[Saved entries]

Start of Block

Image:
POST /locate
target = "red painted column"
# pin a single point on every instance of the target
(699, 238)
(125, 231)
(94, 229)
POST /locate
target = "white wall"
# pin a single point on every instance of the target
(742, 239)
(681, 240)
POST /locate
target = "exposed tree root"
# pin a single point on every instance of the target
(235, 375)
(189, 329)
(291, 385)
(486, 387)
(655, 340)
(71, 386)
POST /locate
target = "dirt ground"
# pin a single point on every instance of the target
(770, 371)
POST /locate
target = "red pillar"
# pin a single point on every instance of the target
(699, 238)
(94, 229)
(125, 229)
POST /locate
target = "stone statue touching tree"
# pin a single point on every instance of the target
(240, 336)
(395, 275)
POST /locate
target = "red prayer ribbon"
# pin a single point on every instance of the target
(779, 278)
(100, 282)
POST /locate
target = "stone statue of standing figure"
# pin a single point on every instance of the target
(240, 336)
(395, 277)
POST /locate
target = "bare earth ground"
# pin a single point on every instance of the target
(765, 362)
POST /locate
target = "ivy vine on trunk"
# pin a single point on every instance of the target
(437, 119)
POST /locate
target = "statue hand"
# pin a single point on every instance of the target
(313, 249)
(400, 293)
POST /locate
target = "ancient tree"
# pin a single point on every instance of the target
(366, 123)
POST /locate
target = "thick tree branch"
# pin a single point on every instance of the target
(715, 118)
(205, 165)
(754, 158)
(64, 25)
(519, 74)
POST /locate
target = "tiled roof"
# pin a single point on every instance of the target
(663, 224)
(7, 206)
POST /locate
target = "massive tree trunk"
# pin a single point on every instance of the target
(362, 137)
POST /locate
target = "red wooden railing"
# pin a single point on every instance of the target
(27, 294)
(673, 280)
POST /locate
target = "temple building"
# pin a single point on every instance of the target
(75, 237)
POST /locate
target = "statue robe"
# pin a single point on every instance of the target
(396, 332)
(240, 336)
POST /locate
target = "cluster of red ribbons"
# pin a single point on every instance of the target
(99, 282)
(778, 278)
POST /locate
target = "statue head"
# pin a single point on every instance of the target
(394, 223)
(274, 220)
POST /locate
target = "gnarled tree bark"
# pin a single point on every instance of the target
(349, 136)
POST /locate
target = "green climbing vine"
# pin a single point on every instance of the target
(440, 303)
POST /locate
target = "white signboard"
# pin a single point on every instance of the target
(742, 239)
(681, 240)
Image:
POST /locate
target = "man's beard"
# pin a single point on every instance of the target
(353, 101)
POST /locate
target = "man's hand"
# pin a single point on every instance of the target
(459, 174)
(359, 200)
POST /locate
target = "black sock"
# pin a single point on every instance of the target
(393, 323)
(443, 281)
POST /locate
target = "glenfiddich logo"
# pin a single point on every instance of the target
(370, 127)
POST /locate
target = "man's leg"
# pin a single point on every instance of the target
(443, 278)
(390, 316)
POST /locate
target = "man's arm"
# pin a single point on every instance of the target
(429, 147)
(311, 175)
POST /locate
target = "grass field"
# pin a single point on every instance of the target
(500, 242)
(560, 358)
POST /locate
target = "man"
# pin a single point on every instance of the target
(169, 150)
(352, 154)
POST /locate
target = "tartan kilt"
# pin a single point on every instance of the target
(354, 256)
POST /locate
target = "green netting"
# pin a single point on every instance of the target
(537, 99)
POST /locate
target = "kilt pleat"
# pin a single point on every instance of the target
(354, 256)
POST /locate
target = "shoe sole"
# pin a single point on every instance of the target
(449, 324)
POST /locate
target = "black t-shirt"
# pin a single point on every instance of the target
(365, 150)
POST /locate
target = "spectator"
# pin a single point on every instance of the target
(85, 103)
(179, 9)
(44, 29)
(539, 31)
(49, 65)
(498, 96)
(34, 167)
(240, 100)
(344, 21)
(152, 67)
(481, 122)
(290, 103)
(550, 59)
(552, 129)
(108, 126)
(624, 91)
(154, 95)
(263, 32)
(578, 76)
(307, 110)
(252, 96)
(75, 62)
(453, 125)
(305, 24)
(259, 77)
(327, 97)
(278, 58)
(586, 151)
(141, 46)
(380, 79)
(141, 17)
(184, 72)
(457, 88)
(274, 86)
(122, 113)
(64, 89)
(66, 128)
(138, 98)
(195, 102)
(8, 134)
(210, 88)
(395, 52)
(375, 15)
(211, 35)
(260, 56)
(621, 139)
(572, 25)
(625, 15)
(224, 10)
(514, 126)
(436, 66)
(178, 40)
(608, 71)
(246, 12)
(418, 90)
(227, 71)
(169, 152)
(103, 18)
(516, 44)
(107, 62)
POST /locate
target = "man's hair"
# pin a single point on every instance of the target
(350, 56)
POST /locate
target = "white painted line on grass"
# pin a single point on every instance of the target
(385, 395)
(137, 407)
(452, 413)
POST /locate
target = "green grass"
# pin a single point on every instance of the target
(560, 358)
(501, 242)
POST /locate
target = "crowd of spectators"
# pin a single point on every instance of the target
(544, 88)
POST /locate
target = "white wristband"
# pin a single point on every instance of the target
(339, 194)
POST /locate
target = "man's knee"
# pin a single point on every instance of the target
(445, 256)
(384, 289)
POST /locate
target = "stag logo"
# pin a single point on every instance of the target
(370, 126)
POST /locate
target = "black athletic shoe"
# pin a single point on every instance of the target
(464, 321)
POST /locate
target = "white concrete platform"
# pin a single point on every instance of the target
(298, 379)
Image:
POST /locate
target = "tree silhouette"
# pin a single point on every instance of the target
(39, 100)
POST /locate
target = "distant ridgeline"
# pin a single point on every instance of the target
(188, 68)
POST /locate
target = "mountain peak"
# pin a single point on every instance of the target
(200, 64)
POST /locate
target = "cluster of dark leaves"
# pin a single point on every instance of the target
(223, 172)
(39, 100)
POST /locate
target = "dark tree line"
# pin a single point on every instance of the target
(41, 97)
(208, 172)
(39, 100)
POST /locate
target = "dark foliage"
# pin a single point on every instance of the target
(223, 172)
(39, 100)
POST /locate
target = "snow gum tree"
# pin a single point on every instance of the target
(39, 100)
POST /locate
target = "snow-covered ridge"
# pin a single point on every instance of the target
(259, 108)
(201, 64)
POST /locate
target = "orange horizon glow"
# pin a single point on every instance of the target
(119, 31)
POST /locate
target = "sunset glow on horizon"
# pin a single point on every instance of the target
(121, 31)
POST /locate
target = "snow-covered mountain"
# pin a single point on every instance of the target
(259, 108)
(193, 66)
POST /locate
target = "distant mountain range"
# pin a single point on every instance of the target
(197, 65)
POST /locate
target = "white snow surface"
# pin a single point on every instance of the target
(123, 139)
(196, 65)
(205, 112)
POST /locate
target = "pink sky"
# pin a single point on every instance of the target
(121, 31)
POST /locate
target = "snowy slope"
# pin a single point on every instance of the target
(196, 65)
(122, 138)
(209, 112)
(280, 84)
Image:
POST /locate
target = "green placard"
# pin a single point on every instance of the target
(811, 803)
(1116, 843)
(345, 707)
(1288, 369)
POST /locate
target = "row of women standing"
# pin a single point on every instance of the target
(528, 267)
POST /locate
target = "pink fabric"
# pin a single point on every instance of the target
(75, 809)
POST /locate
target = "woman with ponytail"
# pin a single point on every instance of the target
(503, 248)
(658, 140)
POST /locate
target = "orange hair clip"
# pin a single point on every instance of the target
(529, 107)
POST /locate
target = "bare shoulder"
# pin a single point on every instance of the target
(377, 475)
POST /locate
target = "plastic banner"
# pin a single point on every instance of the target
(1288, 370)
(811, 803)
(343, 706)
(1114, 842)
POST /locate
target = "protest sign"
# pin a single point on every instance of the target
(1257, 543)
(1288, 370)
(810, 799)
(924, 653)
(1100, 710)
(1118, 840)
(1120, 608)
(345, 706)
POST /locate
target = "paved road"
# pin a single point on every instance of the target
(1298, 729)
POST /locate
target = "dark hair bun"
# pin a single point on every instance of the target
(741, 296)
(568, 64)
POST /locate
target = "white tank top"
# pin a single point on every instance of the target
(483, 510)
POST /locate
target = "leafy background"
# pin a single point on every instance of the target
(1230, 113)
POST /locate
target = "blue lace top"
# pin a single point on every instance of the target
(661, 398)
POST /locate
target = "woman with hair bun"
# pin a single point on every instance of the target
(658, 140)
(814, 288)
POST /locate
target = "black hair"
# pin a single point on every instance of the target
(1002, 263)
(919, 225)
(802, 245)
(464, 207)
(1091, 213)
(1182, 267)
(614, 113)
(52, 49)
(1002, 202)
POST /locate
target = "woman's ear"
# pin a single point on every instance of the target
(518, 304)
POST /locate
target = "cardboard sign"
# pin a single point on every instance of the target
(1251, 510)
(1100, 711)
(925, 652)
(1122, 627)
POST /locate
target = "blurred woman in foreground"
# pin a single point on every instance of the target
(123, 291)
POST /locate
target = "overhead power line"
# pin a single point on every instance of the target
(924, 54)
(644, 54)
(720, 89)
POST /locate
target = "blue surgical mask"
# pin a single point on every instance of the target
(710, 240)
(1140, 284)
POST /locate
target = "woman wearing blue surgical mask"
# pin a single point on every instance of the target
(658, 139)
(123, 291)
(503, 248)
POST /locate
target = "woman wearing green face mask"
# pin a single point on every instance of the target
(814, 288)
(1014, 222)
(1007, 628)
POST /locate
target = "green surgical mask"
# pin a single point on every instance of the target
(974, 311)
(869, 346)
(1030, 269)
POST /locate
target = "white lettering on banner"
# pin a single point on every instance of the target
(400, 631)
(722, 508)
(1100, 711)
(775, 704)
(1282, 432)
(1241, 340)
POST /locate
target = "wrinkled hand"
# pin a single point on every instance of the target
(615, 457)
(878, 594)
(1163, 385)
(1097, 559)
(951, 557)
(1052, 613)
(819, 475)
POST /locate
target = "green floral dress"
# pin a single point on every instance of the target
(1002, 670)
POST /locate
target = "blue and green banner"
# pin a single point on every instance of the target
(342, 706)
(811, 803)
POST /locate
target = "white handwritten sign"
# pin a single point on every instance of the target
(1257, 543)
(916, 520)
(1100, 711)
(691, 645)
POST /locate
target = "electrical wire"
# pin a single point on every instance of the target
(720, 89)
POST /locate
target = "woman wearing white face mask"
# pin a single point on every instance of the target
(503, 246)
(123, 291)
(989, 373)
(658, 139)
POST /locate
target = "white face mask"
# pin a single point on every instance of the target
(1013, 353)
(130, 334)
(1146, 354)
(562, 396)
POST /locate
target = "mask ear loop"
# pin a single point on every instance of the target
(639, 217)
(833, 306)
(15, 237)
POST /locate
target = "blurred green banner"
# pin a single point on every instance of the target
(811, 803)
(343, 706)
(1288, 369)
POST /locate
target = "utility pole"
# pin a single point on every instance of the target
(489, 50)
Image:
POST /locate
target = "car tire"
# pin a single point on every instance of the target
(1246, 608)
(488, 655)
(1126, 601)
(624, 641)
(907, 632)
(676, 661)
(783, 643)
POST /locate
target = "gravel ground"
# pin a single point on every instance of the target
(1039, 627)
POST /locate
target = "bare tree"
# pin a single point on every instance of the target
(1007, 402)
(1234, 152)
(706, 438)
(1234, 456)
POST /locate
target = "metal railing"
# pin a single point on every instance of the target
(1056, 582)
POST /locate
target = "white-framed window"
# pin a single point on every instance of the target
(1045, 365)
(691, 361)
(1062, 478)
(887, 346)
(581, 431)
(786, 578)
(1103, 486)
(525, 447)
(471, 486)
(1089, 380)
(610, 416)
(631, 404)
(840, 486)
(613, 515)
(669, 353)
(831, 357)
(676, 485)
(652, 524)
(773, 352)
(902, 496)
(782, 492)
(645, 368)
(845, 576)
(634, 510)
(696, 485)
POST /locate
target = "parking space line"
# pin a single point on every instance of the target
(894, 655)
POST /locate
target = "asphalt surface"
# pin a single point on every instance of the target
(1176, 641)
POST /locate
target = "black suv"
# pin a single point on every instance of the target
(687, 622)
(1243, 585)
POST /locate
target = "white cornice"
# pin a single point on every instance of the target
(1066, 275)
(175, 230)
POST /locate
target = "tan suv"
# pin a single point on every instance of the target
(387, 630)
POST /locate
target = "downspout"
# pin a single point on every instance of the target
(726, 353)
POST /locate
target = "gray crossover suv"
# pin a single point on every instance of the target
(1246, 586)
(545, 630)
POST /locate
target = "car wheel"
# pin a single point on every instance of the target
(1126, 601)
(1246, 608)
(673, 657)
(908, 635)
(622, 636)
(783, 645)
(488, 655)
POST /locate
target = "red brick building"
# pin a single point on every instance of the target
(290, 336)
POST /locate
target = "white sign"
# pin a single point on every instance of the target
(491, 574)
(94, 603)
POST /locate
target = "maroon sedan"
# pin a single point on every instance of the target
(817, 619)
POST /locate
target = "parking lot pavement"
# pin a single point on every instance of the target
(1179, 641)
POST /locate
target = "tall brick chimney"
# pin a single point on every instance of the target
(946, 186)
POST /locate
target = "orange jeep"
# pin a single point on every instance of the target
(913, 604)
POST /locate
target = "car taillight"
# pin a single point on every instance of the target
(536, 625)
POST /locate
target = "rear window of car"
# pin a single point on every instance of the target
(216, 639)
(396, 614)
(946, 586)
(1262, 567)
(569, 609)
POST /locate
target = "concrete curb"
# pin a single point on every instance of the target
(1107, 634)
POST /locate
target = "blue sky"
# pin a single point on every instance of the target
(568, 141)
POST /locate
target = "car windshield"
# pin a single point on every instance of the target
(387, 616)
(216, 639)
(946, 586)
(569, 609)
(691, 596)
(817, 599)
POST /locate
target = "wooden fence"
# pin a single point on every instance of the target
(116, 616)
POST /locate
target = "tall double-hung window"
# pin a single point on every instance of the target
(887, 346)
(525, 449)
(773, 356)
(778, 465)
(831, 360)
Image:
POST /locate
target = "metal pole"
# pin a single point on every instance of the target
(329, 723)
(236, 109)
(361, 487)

End of Block

In the entries above, count each line containing the word "bare" and reply with only the count.

Answer section – 3